SOURCE DATA:

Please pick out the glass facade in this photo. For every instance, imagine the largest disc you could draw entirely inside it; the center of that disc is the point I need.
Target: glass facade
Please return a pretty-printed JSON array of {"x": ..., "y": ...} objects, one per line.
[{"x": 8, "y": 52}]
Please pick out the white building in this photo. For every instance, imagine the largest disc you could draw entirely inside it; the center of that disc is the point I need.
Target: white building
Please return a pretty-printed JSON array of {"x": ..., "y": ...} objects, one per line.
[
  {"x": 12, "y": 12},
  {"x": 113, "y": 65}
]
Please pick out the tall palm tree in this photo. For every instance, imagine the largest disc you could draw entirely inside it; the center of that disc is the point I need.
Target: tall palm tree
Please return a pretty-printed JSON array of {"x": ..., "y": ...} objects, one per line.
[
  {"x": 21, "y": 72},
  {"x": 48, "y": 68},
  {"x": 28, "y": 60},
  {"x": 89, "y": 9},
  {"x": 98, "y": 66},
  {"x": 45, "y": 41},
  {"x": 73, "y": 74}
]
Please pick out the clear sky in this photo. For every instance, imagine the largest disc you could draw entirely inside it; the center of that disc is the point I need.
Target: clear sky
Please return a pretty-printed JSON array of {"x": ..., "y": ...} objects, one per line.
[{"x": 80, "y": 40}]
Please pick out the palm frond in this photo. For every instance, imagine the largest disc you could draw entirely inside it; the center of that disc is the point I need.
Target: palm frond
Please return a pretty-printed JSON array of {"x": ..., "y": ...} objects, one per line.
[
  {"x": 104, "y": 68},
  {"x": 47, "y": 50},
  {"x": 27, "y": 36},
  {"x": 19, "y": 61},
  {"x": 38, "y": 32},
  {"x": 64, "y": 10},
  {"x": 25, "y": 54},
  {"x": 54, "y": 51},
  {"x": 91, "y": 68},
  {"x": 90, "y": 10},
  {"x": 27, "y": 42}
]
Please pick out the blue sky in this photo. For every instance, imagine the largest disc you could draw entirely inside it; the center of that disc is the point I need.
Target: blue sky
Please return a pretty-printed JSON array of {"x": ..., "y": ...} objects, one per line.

WHAT THIS TASK INVOLVES:
Rewrite all of the lines above, replacing every "disc" with "circle" and leaving everything else untouched.

RESULT OF THIS EXERCISE:
Please pick out the glass facade in this photo. For every instance, imagine the largest circle you could draw entirely inside it; the center of that circle is the point I need.
Target: glass facade
Please return a pretty-printed JSON array of {"x": ..., "y": ...} objects, one per line.
[{"x": 8, "y": 52}]
Please pick out the white building in this photo. For every instance, imagine the largest circle you could draw entirely inside it; the center of that circle is the point I need.
Target: white building
Please return a pretty-printed JSON array of {"x": ..., "y": ...} objects, one per line.
[
  {"x": 12, "y": 12},
  {"x": 113, "y": 65}
]
Please pick out the tall palm tree in this photo. For every instance, imagine the largest circle you could draw entirely inside it; the center of that circle is the point I need.
Target: tall palm tree
Please return a pretty-printed JSON array of {"x": ..., "y": ...} objects, one per line.
[
  {"x": 21, "y": 72},
  {"x": 48, "y": 68},
  {"x": 28, "y": 60},
  {"x": 89, "y": 9},
  {"x": 98, "y": 66},
  {"x": 45, "y": 41},
  {"x": 73, "y": 74}
]
Please pick out the clear sky in this photo. For every instance, imagine the largest circle you could draw entirely inside it; the center of that circle is the point I need.
Target: clear sky
Please return a pretty-printed JSON array of {"x": ..., "y": ...} objects, one per line.
[{"x": 80, "y": 40}]
Please pick out the palm frond in this photo. For every instance, imagine the largest circle you could draw entirely inside it; the center of that circle is the point I need.
Target: palm frond
Please return a pretty-printed JSON array of {"x": ..., "y": ...} objects, one per line.
[
  {"x": 104, "y": 68},
  {"x": 47, "y": 50},
  {"x": 27, "y": 36},
  {"x": 19, "y": 61},
  {"x": 38, "y": 32},
  {"x": 64, "y": 10},
  {"x": 25, "y": 54},
  {"x": 54, "y": 51},
  {"x": 91, "y": 68},
  {"x": 90, "y": 10},
  {"x": 27, "y": 42}
]
Please pick out the blue sky in this photo. For every instance, imagine the largest circle you could draw entirely inside it; the center of that circle is the point I need.
Target: blue sky
Please return a pretty-printed JSON array of {"x": ..., "y": ...} objects, one per line.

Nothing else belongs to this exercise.